[What is required]
Search the data for the string "wing" and copy each line in which it appears.

======== Exercise data

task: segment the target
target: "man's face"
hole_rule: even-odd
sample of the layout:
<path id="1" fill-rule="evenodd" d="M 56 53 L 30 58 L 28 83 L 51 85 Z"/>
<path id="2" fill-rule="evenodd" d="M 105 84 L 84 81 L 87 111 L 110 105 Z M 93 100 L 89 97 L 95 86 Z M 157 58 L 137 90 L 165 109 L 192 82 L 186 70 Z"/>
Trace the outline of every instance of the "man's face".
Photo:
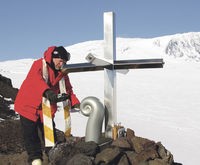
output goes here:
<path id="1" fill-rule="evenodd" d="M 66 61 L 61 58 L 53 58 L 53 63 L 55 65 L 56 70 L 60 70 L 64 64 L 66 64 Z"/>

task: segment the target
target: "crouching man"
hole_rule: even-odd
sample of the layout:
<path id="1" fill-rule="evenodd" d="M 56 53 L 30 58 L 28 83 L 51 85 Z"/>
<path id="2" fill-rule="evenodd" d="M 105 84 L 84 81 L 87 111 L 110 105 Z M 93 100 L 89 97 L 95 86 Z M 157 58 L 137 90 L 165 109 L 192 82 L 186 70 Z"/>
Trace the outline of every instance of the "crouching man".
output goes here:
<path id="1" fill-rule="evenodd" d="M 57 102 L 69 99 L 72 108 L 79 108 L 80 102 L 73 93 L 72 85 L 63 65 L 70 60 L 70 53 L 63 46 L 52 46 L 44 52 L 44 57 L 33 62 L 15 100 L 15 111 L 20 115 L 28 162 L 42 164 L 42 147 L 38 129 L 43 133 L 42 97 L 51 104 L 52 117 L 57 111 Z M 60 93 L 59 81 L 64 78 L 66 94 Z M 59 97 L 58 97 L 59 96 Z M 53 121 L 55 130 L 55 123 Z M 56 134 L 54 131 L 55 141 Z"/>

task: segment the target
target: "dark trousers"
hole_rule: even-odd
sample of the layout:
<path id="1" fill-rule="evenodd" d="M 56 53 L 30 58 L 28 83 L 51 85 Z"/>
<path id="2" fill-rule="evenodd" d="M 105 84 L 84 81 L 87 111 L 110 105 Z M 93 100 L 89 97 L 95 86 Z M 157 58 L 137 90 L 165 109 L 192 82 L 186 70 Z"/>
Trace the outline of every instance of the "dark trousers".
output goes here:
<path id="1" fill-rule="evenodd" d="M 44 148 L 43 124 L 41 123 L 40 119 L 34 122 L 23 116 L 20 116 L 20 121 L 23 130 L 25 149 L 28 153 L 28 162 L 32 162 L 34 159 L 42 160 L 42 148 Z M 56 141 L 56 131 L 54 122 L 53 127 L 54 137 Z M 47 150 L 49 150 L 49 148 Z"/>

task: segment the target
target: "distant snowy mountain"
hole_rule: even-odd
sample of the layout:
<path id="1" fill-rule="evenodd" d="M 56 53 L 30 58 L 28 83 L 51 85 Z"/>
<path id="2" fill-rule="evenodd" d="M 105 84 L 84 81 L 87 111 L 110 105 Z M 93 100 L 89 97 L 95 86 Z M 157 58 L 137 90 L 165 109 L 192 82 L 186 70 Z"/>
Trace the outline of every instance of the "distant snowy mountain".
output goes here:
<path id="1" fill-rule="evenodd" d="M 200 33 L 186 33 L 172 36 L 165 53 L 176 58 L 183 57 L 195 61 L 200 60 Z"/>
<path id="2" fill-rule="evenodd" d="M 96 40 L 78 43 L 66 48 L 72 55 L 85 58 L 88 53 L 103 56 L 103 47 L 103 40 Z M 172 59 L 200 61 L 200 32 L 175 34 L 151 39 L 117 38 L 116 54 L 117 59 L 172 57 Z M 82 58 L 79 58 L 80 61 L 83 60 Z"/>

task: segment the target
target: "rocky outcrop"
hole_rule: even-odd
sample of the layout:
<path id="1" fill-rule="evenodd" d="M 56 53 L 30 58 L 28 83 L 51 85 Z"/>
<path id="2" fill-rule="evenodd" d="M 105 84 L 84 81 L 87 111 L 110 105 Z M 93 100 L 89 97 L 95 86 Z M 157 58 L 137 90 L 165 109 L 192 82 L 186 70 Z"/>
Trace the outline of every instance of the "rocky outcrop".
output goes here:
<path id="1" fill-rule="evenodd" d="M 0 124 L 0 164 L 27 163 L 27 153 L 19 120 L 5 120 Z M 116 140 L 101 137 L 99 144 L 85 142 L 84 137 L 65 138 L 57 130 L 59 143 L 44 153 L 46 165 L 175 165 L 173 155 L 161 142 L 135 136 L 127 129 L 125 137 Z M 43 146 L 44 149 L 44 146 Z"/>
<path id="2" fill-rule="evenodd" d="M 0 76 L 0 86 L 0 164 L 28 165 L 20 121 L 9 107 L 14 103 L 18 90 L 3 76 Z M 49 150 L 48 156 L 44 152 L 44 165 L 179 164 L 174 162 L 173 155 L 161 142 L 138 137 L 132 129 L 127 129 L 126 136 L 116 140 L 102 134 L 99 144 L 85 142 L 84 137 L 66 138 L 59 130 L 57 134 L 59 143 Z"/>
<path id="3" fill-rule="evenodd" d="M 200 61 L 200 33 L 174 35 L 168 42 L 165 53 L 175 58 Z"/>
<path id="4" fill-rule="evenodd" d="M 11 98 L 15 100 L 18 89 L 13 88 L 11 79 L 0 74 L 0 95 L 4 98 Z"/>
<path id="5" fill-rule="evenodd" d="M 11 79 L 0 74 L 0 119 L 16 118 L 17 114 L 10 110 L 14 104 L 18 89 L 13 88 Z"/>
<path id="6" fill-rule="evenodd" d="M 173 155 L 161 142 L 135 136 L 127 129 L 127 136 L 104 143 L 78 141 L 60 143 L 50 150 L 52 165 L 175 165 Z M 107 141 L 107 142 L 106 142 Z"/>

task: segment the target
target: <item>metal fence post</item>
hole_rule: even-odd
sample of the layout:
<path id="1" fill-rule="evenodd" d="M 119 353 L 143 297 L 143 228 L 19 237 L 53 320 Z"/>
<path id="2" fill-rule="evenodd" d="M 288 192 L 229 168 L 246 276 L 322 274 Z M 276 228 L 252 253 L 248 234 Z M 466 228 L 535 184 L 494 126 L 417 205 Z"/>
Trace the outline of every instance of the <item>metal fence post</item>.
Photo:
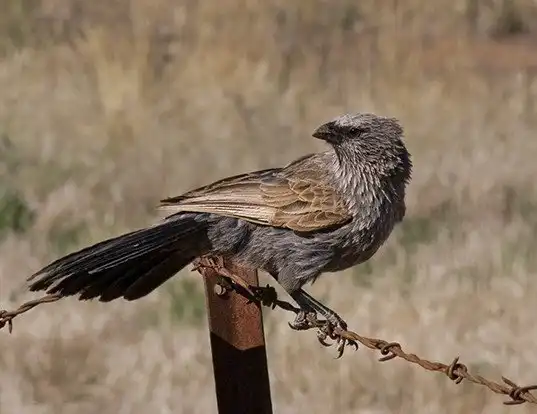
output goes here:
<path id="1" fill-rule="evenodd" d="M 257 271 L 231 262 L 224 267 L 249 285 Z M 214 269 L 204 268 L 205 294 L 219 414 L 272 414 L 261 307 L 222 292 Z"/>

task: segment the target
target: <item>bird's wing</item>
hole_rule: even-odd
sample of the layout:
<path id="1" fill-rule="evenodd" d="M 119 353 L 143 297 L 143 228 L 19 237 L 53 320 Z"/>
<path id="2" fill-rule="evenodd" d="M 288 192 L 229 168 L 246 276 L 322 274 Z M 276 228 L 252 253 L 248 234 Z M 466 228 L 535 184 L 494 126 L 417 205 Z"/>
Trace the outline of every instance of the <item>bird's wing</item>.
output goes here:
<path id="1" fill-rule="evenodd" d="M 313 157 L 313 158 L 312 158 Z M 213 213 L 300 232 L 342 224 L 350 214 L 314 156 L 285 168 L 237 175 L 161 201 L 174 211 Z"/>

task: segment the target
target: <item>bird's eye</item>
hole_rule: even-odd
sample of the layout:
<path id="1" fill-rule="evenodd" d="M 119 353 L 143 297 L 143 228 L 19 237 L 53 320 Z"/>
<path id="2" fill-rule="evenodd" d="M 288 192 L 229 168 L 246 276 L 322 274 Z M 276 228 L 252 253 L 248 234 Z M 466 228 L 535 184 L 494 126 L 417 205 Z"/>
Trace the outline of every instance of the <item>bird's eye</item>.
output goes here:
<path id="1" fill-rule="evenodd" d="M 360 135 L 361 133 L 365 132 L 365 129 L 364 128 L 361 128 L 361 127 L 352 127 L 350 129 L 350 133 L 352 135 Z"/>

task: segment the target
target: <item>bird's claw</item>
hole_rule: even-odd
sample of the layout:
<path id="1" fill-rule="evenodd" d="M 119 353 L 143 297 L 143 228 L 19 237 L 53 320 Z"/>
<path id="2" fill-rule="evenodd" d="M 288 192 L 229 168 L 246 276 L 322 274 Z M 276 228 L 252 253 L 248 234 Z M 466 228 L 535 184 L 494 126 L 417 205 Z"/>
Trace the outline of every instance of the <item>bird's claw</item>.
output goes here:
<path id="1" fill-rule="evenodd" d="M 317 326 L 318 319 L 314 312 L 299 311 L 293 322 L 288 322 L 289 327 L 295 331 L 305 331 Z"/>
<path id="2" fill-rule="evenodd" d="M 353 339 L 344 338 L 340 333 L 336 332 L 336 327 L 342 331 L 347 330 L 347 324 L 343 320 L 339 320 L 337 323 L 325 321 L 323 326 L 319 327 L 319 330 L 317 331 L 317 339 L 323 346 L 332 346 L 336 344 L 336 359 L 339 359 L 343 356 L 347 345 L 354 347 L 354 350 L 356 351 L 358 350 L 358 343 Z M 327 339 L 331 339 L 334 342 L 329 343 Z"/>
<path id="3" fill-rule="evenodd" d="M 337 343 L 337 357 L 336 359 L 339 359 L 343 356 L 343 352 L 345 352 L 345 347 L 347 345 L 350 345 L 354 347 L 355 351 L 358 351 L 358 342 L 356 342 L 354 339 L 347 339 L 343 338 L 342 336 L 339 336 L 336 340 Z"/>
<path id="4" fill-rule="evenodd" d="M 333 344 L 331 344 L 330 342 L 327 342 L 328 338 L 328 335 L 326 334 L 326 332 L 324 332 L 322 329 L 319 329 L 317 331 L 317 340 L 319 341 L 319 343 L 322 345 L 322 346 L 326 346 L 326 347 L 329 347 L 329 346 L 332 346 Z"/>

================

[Answer section]
target: <item>bird's wing</item>
Trace the outline of every instance of the <item>bird's wing</item>.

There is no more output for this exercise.